TASK ▸
Convert each line of the listing below into one string in a JSON list, skipping blank lines and covering the full listing.

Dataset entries
:::::
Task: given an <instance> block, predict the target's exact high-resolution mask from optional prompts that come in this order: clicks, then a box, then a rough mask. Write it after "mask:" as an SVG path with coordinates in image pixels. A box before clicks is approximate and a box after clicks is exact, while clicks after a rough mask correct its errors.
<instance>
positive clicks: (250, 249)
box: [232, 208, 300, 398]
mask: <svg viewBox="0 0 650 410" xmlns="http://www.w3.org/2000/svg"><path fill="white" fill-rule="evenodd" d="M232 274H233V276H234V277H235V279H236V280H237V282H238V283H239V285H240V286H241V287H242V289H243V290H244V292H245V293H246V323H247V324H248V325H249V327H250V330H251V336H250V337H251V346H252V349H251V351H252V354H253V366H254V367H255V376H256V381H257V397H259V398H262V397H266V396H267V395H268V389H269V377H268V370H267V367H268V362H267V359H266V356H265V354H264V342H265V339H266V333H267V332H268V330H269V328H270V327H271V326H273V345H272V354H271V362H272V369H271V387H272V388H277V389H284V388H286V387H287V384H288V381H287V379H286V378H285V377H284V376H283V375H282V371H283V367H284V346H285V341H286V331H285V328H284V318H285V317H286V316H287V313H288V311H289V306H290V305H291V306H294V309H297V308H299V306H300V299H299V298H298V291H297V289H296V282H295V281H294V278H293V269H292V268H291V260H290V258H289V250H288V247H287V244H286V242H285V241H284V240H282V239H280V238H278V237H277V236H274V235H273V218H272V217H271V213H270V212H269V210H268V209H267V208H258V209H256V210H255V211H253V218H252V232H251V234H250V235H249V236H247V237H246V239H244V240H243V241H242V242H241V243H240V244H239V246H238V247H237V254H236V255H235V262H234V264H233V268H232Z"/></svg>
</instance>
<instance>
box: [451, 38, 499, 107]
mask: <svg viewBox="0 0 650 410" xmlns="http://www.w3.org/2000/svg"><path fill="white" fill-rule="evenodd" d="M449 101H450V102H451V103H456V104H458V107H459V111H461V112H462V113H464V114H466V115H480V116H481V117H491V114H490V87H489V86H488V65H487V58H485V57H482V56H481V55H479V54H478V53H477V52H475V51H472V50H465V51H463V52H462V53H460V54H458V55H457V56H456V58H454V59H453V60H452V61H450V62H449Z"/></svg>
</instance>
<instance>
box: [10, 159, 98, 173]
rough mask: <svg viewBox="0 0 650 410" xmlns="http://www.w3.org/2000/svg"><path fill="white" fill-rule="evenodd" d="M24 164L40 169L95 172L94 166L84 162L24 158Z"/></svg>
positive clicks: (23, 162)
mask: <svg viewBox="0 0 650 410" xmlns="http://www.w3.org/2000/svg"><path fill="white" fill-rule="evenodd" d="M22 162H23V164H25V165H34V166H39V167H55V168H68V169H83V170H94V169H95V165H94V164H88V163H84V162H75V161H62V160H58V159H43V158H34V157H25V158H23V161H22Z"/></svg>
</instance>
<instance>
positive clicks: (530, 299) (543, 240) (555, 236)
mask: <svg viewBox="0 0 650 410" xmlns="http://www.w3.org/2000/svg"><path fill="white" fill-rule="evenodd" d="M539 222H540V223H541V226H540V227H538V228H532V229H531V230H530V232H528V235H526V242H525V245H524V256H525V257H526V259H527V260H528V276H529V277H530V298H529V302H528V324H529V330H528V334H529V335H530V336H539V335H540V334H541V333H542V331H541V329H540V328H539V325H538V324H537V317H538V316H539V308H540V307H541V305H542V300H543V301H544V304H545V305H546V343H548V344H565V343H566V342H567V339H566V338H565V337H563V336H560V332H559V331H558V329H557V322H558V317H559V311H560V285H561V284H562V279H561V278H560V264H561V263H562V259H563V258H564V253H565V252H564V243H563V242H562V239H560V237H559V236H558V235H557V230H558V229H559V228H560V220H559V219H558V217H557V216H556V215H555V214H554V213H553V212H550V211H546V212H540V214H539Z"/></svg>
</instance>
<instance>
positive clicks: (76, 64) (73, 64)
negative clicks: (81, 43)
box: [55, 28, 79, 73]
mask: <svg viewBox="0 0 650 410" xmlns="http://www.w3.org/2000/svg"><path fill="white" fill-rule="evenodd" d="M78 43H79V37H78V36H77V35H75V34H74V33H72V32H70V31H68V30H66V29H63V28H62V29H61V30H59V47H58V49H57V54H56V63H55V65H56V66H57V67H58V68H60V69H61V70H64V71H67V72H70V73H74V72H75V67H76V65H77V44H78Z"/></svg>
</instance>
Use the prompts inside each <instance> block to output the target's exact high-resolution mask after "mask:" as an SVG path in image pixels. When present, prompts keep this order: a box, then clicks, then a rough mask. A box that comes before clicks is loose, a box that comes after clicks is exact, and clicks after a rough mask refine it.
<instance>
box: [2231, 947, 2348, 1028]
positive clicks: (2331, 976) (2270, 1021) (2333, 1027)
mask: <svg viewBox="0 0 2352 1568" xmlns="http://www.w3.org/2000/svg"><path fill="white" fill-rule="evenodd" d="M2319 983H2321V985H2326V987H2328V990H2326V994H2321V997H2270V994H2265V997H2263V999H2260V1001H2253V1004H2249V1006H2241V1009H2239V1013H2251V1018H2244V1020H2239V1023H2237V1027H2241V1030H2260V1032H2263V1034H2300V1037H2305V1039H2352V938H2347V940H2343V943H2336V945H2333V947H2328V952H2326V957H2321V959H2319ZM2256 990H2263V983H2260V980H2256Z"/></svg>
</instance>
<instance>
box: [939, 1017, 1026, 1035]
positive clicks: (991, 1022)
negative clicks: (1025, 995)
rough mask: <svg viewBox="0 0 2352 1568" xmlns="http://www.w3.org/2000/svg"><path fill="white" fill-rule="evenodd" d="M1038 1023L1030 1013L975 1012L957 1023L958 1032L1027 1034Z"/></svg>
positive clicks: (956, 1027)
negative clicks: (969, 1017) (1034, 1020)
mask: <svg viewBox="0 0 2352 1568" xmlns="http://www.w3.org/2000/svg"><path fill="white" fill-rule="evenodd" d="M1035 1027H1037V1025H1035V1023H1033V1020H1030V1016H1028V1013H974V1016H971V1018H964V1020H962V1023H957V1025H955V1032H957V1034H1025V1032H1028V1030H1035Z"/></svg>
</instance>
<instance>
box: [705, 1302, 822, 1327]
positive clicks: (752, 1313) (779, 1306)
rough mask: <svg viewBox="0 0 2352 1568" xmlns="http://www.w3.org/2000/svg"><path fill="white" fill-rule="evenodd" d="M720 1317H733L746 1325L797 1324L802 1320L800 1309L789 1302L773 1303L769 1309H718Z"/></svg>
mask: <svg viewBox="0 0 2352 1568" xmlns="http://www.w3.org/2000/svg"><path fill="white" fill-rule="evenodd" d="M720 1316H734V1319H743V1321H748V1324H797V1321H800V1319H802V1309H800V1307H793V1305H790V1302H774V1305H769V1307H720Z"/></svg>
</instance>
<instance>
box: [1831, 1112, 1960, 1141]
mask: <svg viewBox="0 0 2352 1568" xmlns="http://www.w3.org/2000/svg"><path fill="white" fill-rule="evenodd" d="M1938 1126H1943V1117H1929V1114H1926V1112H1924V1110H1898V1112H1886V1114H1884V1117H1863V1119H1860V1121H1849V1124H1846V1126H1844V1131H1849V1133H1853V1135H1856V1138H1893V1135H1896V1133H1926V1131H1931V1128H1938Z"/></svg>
:::::
EXPECTED OUTPUT ▸
[
  "Task: given an <instance> block, predict the target's exact high-resolution mask from optional prompts that come in this order: clicks, then a box, then a rough mask. Write it after \"mask:\" as an SVG path with coordinates in image pixels. A box before clicks is approximate and a box after clicks is exact, while clicks after a rough mask correct its errors.",
  "<instance>",
  "positive clicks: (250, 249)",
  "box: [232, 208, 300, 398]",
  "mask: <svg viewBox=\"0 0 650 410\" xmlns=\"http://www.w3.org/2000/svg\"><path fill=\"white\" fill-rule=\"evenodd\" d=\"M232 274H233V276H234V277H235V279H236V280H237V282H238V283H239V285H240V286H241V287H242V289H243V290H244V292H245V293H246V323H247V324H248V325H249V327H250V330H251V336H250V337H251V346H252V349H251V351H252V354H253V366H254V367H255V376H256V381H257V397H259V398H262V397H266V396H267V395H268V389H269V377H268V370H267V367H268V362H267V359H266V356H265V354H264V342H265V339H266V333H267V332H268V330H269V328H270V327H271V326H273V345H272V354H271V362H272V369H271V387H272V388H277V389H284V388H286V387H287V384H288V381H287V379H286V378H285V377H284V376H283V375H282V371H283V367H284V346H285V341H286V331H285V328H284V318H285V317H286V316H287V313H288V311H289V306H290V305H291V306H294V309H297V308H299V306H300V299H299V298H298V291H297V289H296V282H295V281H294V278H293V269H292V268H291V260H290V258H289V250H288V247H287V244H286V242H285V241H284V240H282V239H280V238H278V237H277V236H274V235H273V218H272V217H271V213H270V212H269V210H268V209H267V208H258V209H256V210H255V211H253V218H252V232H251V234H250V235H249V236H247V237H246V239H244V240H243V241H242V242H241V243H240V244H239V246H238V247H237V254H236V255H235V262H234V264H233V268H232Z\"/></svg>",
  "</instance>",
  "<instance>",
  "box: [451, 38, 499, 107]",
  "mask: <svg viewBox=\"0 0 650 410\" xmlns=\"http://www.w3.org/2000/svg\"><path fill=\"white\" fill-rule=\"evenodd\" d=\"M449 101H450V102H451V103H456V104H458V107H459V111H461V112H462V113H464V114H466V115H480V116H481V117H491V114H490V87H489V86H488V65H487V58H485V57H482V56H481V55H479V54H478V53H477V52H475V51H472V50H465V51H463V52H462V53H460V54H458V55H457V56H456V58H454V59H453V60H452V61H450V62H449Z\"/></svg>",
  "</instance>",
  "<instance>",
  "box: [10, 159, 98, 173]",
  "rough mask: <svg viewBox=\"0 0 650 410\" xmlns=\"http://www.w3.org/2000/svg\"><path fill=\"white\" fill-rule=\"evenodd\" d=\"M24 164L40 169L95 172L94 166L84 162L24 158Z\"/></svg>",
  "positive clicks: (23, 162)",
  "mask: <svg viewBox=\"0 0 650 410\" xmlns=\"http://www.w3.org/2000/svg\"><path fill=\"white\" fill-rule=\"evenodd\" d=\"M22 162H23V164H25V165H34V166H39V167H55V168H68V169H83V170H94V169H95V165H94V164H88V163H84V162H75V161H62V160H58V159H43V158H34V157H25V158H23V161H22Z\"/></svg>",
  "</instance>",
  "<instance>",
  "positive clicks: (530, 299) (543, 240) (555, 236)",
  "mask: <svg viewBox=\"0 0 650 410\" xmlns=\"http://www.w3.org/2000/svg\"><path fill=\"white\" fill-rule=\"evenodd\" d=\"M539 222H540V223H541V226H540V227H538V228H532V229H531V230H530V232H528V235H526V242H525V245H524V256H525V257H526V259H527V260H528V276H529V277H530V298H529V302H528V324H529V330H528V334H529V335H530V336H539V335H540V334H541V333H542V331H541V329H540V328H539V325H538V324H537V317H538V316H539V308H540V307H541V305H542V300H543V301H544V304H545V305H546V343H548V344H565V343H566V342H567V339H566V338H565V337H563V336H560V332H559V331H558V329H557V322H558V317H559V311H560V285H561V284H562V279H561V278H560V264H561V263H562V259H563V258H564V253H565V252H564V243H563V242H562V239H560V237H559V236H558V235H557V230H558V229H559V228H560V220H559V219H558V217H557V216H556V215H555V214H554V213H553V212H550V211H546V212H540V214H539Z\"/></svg>",
  "</instance>",
  "<instance>",
  "positive clicks: (76, 64) (73, 64)",
  "negative clicks: (81, 43)",
  "box: [55, 28, 79, 73]",
  "mask: <svg viewBox=\"0 0 650 410\" xmlns=\"http://www.w3.org/2000/svg\"><path fill=\"white\" fill-rule=\"evenodd\" d=\"M78 43H79V37H78V36H77V35H75V34H74V33H72V32H70V31H68V30H66V29H63V28H62V29H61V30H59V47H58V49H57V54H56V63H55V65H56V66H57V67H58V68H60V69H61V70H64V71H67V72H70V73H74V72H75V67H76V65H77V44H78Z\"/></svg>",
  "</instance>",
  "Use the prompts inside each <instance> block to output the target's exact high-resolution mask after \"mask:\" as an SVG path in image pixels. When present, prompts keep this order: a box, then clicks, then a rough mask. A box that comes before clicks is loose, a box that comes after clicks is exact, and clicks after a rough mask refine it.",
  "<instance>",
  "box: [2231, 947, 2348, 1028]",
  "positive clicks: (2331, 976) (2270, 1021) (2333, 1027)",
  "mask: <svg viewBox=\"0 0 2352 1568\" xmlns=\"http://www.w3.org/2000/svg\"><path fill=\"white\" fill-rule=\"evenodd\" d=\"M2319 983H2321V985H2326V987H2328V990H2326V994H2321V997H2270V994H2265V997H2263V999H2260V1001H2253V1004H2249V1006H2241V1009H2239V1013H2251V1018H2244V1020H2239V1023H2237V1027H2241V1030H2260V1032H2263V1034H2300V1037H2305V1039H2352V938H2347V940H2343V943H2336V945H2333V947H2328V952H2326V957H2321V959H2319ZM2256 990H2263V983H2260V980H2256Z\"/></svg>",
  "</instance>",
  "<instance>",
  "box: [939, 1017, 1026, 1035]",
  "positive clicks: (991, 1022)",
  "negative clicks: (1025, 995)",
  "rough mask: <svg viewBox=\"0 0 2352 1568\" xmlns=\"http://www.w3.org/2000/svg\"><path fill=\"white\" fill-rule=\"evenodd\" d=\"M1038 1023L1030 1013L975 1012L957 1023L958 1032L1027 1034Z\"/></svg>",
  "positive clicks: (956, 1027)",
  "negative clicks: (969, 1017) (1034, 1020)",
  "mask: <svg viewBox=\"0 0 2352 1568\" xmlns=\"http://www.w3.org/2000/svg\"><path fill=\"white\" fill-rule=\"evenodd\" d=\"M1035 1027H1037V1025H1035V1023H1033V1020H1030V1016H1028V1013H974V1016H971V1018H964V1020H962V1023H957V1025H955V1032H957V1034H1025V1032H1028V1030H1035Z\"/></svg>",
  "</instance>",
  "<instance>",
  "box: [705, 1302, 822, 1327]",
  "positive clicks: (752, 1313) (779, 1306)",
  "rough mask: <svg viewBox=\"0 0 2352 1568\" xmlns=\"http://www.w3.org/2000/svg\"><path fill=\"white\" fill-rule=\"evenodd\" d=\"M720 1317H733L746 1325L797 1324L802 1320L800 1309L789 1302L773 1303L769 1309H718Z\"/></svg>",
  "mask: <svg viewBox=\"0 0 2352 1568\" xmlns=\"http://www.w3.org/2000/svg\"><path fill=\"white\" fill-rule=\"evenodd\" d=\"M720 1316H734V1319H743V1321H748V1324H797V1321H800V1319H802V1309H800V1307H793V1305H790V1302H774V1305H769V1307H720Z\"/></svg>",
  "</instance>",
  "<instance>",
  "box: [1831, 1112, 1960, 1141]",
  "mask: <svg viewBox=\"0 0 2352 1568\" xmlns=\"http://www.w3.org/2000/svg\"><path fill=\"white\" fill-rule=\"evenodd\" d=\"M1938 1126H1943V1117H1929V1114H1926V1112H1924V1110H1898V1112H1886V1114H1884V1117H1863V1119H1860V1121H1849V1124H1846V1126H1844V1131H1849V1133H1853V1135H1856V1138H1893V1135H1896V1133H1926V1131H1931V1128H1938Z\"/></svg>"
]